[Coordinate annotation entries]
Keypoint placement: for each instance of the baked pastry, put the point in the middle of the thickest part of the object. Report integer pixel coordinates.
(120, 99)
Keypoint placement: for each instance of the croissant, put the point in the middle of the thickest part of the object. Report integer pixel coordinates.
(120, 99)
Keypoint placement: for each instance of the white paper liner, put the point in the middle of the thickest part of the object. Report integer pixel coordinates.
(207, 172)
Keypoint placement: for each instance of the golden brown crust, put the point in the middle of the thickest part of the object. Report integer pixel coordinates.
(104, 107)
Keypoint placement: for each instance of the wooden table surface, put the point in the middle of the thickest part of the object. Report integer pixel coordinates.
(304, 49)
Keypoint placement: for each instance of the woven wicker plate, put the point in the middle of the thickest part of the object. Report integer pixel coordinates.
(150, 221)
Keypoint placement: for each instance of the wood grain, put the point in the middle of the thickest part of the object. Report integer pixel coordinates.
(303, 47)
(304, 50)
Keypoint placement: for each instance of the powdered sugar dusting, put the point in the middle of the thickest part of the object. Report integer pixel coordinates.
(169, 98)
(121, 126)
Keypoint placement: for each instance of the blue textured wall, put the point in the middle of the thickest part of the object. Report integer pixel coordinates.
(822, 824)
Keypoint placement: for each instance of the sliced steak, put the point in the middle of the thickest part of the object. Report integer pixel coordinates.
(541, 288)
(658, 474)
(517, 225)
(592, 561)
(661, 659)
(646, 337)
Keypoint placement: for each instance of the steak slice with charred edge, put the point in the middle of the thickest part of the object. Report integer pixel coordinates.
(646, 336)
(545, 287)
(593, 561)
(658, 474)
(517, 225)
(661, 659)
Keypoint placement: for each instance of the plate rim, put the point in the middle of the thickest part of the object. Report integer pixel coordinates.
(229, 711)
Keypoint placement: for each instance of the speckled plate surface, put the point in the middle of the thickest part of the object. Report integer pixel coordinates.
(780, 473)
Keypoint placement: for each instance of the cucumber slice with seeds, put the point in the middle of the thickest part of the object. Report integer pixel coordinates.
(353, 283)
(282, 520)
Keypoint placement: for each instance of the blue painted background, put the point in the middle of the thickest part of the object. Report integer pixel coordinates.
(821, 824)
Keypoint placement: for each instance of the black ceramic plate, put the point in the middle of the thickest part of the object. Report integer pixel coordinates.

### Set exercise
Please format all of the material above as a numbered list, leaving out any blank lines.

### Output below
1. Keypoint placement: for each instance of the baked pastry, put the point in the middle of the thickest part of the object. Report integer pixel coordinates.
2. (120, 99)
3. Keypoint placement: for each instance of the croissant, put the point in the middle of the thickest part of the object. Report integer pixel coordinates.
4. (120, 99)
5. Keypoint placement: for each instance of the white paper liner, put the point in the middle of the thickest part of the object. Report integer pixel coordinates.
6. (207, 172)
7. Keypoint placement: for each instance of the golden brown crust, put the point in the middle of the thickest part of the object. Report integer pixel coordinates.
8. (104, 107)
9. Keypoint placement: for each instance of the wooden table surface, put the point in the middle of the thickest part of the object. Report integer pixel coordinates.
10. (304, 49)
11. Keypoint placement: for each instance of the woven wicker plate, put the point in the middle of the thickest part of the object. Report integer pixel coordinates.
12. (150, 221)
13. Keypoint placement: for each instance of the wood grain, put the point in the middle of the thickest part of the object. Report integer pixel coordinates.
14. (303, 47)
15. (304, 50)
16. Keypoint placement: for each instance of the powdered sugar dusting, put the point in the middle of the thickest part of the object. Report integer pixel coordinates.
17. (169, 98)
18. (121, 126)
19. Keypoint placement: for each instance of the blue textured wall, put the point in the middle of the thickest part of the object. Report integer pixel coordinates.
20. (822, 824)
21. Keypoint placement: for each instance of the sliced steak, put the point in the middle of the thickest part of the object. Report integer pixel coordinates.
22. (541, 288)
23. (658, 474)
24. (517, 225)
25. (592, 561)
26. (661, 659)
27. (646, 337)
28. Keypoint placement: for each instance of the steak slice with charred edge, put the point in the middle of the thickest part of the object. Report integer pixel coordinates.
29. (646, 336)
30. (545, 287)
31. (593, 561)
32. (658, 474)
33. (517, 225)
34. (661, 659)
35. Keypoint placement: for each instance of the plate rim, put the point in the middle of the thickest part of the object. Report integer pixel coordinates.
36. (229, 711)
37. Keypoint placement: for each instance of the speckled plate surface, put the point in the middle of the thickest part of the object. Report integer pixel coordinates.
38. (780, 473)
39. Keypoint placement: for each instance of the cucumber slice with seeds, put the point in the middle of the thickest part of the object. Report integer pixel coordinates.
40. (353, 283)
41. (282, 520)
42. Keypoint placement: for each instance of the blue painted background, put the point in the middle of the thickest part of the object. Report integer pixel coordinates.
43. (821, 824)
44. Keypoint placement: for each instance of the black ceramic plate, put the point in the middle of the thickest part of the object. Report integer pixel coordinates.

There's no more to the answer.